_To do:_ Scan the material for "black". Copy every line it appears in.

Exercise data: Begin

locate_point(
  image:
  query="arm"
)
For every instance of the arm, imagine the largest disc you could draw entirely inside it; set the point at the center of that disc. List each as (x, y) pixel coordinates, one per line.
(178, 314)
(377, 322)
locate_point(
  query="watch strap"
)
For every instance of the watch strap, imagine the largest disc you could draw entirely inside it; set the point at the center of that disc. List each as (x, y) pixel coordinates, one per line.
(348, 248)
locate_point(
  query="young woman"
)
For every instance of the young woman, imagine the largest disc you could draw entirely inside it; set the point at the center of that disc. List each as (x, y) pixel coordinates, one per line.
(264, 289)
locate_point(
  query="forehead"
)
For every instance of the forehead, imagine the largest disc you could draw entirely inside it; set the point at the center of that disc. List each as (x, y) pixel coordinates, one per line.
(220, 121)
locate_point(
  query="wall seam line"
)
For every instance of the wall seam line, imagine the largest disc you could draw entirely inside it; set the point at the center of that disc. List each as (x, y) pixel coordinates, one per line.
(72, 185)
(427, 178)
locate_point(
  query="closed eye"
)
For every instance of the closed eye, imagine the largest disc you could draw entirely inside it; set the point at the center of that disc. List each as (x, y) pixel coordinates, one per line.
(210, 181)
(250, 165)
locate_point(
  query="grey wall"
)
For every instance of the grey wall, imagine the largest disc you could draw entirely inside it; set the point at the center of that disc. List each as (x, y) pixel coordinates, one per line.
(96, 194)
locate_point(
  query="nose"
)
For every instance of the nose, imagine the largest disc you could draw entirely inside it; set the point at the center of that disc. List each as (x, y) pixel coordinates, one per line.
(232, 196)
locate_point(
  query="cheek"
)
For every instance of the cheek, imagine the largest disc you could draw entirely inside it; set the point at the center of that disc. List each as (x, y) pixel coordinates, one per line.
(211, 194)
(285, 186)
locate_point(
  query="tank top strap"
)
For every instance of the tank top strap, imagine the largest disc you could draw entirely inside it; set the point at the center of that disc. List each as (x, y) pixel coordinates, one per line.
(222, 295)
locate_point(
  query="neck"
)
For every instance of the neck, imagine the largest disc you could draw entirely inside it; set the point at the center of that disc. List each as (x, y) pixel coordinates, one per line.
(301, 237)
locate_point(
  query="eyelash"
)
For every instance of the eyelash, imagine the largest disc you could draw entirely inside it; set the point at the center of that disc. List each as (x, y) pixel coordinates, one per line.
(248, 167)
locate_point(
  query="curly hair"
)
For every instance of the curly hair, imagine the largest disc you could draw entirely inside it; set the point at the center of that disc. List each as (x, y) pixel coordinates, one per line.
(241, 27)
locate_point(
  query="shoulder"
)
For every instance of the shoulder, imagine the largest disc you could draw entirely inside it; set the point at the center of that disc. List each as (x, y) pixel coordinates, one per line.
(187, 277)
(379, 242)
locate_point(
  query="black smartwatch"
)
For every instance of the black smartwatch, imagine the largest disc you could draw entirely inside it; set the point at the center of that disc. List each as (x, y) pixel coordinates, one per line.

Exercise data: End

_Finished task:_
  query="black smartwatch"
For every instance of the black smartwatch, imagine the largest disc you could draw entirely inside it; set the point at the center of that disc. List each as (x, y) pixel coordinates, one per line.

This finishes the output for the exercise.